Source passage:
=== Begin Enclosure ===

Rabbit Hepatic Artery Catheterization
Approximately two weeks post-implantation, once the tumors reached approximately 1 cm in diameter, x-ray digital subtraction angiography (x-ray DSA) (GE OEC 9800 Plus, GE Medical Systems, Salt Lake City, UT) was performed to selectively place a catheter into tumor feeding branches of the hepatic artery. After catheter placement, 50 mg of microspheres were infused. After the microsphere infusion, the catheter was withdrawn and the animal was immediately moved to the 7T MRI scanner for post-procedural imaging. To determine the exact dose of microspheres that was effectively delivered through the catheter, the remaining microspheres that were left undelivered in the vial and in the syringe were saved and analyzed via HPLC, using the same protocols as described above.
Histology and Immunohistochemistry Analyses
After post-procedural imaging, rabbits were recovered and survived for 24 hours before they were sacrificed. Afterwards, sections of the liver, stomach and lung were harvested and preserved in formalin for subsequent paraffin embedding, Prussian blue staining (demarcating iron-oxide accumulation) and H&E histological staining (1 cross section taken through the center of each tumor) as well as anti-CD31 immunohistochemistry (IHC) (3 separate cross sections through each tumor, each section within roughly 4 mm of the geometric centroid of the lesion) for microvessel density measurements. The subsequent slides were then imaged using a TissueFAXS microscope (TissueGnostics GmbH, Vienna, Austria). Anti-CD31 IHC slides were analyzed using associated HistoQuest software (TissueGnostics GmbH) to determine percentage of areas positive for CD31 staining within the tumor tissues (serving as a quantitative measure of microvessel density).
Western Blot Analyses
After the rabbits were sacrificed, roughly 1/2 of the tumor tissue volume and a 1–2mm border including surrounding normal liver parenchyma were immediately harvested and frozen at −80°C before the remaining harvested tissue was preserved in formalin. This tissue was then processed for western blot analyses for VEGFR 2 (Abcam Inc., Cambridge, MA, USA).
Quantitative MRI of Microsphere Delivery
Pre and post-procedural T2* maps were constructed from the respective MRI images using MATLAB; these tumor regions-of-interest (ROI) were drawn within these T2* maps to measure changes in T2* values before and after microsphere infusion.
Statistical Analysis
Results are presented as mean±standard deviation unless otherwise indicated. Statistical analyses were performed via Stata (StataCorp LP, College Station,TX) using one way ANOVA analyses with Scheffe post-hoc corrections as well as unpaired Student’s T-tests. Results with p<0.05 were considered statistically significant.

=== End Enclosure ===

(Stored data entries)
=== Begin Enclosure ===

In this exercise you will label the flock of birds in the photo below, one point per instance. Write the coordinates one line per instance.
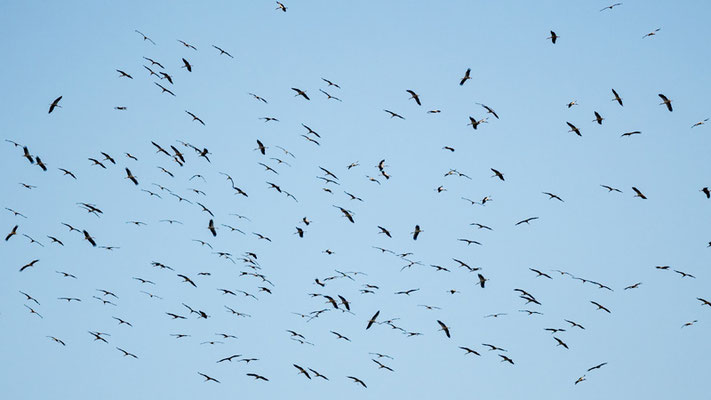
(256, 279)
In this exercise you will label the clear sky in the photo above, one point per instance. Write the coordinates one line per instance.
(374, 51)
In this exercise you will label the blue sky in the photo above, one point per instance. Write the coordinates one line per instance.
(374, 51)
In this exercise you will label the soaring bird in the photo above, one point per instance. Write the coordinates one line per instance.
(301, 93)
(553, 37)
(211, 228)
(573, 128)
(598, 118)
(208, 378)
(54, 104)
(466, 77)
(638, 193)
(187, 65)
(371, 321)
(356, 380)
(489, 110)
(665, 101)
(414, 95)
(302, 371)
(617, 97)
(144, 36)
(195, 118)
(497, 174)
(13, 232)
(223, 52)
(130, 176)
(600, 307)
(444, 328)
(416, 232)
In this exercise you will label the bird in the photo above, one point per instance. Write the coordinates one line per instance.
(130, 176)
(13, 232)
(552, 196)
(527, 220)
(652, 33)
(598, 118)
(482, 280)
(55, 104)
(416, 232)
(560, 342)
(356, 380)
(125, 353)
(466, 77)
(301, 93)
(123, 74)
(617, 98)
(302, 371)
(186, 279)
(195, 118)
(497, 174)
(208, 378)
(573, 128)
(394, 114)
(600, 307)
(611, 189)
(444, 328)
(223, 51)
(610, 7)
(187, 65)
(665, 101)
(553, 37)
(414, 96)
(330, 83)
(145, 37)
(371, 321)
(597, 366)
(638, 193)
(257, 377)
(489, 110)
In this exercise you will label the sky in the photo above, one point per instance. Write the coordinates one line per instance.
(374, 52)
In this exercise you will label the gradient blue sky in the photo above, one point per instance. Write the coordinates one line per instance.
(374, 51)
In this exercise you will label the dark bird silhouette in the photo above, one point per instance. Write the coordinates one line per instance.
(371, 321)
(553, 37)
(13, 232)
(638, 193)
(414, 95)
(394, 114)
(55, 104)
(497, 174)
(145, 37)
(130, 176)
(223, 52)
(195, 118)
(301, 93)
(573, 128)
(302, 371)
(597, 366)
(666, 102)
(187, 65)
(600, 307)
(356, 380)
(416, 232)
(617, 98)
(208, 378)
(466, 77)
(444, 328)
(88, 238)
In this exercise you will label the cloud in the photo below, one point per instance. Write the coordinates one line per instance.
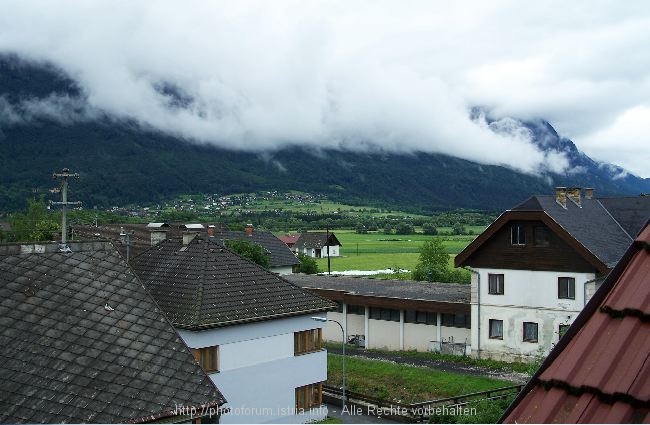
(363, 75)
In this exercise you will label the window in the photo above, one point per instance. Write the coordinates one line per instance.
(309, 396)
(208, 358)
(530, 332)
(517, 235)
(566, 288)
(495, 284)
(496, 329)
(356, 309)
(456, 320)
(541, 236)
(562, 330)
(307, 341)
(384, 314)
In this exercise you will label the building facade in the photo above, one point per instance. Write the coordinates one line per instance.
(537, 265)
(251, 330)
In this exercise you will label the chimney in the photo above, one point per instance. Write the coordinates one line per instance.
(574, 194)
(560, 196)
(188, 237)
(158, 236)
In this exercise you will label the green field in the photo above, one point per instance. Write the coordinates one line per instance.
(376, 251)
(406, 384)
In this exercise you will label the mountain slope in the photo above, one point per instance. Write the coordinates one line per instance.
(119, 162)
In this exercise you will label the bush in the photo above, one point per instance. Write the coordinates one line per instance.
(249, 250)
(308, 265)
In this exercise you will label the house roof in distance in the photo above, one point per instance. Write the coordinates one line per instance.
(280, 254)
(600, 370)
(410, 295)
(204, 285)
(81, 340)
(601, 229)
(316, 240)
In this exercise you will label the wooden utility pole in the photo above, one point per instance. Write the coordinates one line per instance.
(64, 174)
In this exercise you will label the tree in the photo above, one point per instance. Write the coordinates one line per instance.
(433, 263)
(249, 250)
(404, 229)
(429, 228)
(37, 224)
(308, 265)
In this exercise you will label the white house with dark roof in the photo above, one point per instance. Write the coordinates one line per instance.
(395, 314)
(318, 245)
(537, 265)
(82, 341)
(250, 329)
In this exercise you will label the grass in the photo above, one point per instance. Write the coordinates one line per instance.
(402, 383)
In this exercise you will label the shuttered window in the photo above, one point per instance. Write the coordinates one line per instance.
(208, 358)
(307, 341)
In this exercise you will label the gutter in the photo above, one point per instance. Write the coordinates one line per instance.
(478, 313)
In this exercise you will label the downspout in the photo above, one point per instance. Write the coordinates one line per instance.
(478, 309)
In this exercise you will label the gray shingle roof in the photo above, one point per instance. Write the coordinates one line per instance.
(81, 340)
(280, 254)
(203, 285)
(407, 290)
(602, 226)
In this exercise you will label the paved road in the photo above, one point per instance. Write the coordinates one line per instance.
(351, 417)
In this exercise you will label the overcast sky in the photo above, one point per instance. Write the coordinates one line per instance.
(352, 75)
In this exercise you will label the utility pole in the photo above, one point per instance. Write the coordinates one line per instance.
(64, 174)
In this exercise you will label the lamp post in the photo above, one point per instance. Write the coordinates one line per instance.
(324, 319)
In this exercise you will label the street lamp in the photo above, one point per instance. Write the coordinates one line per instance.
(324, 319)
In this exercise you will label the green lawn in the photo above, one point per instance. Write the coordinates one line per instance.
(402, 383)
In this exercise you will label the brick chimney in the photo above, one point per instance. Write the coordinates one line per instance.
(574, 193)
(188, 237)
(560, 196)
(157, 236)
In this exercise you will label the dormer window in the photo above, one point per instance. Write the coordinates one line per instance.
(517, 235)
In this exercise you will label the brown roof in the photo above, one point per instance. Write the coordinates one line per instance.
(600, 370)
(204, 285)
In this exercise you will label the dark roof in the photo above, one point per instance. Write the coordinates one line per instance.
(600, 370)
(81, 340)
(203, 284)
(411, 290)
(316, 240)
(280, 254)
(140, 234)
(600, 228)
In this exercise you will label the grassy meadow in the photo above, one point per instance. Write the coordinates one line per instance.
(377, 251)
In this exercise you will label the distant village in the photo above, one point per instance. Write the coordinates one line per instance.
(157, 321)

=== End Enclosure ===

Tasks to complete:
[1] Translate this sentence from the methods passage into Spanish: "After the microsphere infusion, the catheter was withdrawn and the animal was immediately moved to the 7T MRI scanner for post-procedural imaging."
[2] Decide whether each statement agrees with the methods passage, answering yes or no and quoting the words that decide it. (a) The rabbits survived for 24 hours after recovery before being sacrificed. (b) 100 mg of microspheres were infused through the catheter. (c) The statistical analyses were run in MATLAB.

Your responses:
[1] Tras la infusión de microesferas, se retiró el catéter y el animal fue trasladado inmediatamente al escáner de RM de 7 T para la obtención de imágenes posteriores al procedimiento.

[2]
(a) Yes: "rabbits were recovered and survived for 24 hours before they were sacrificed"
(b) No: "50 mg of microspheres were infused"
(c) No: "Statistical analyses were performed via Stata"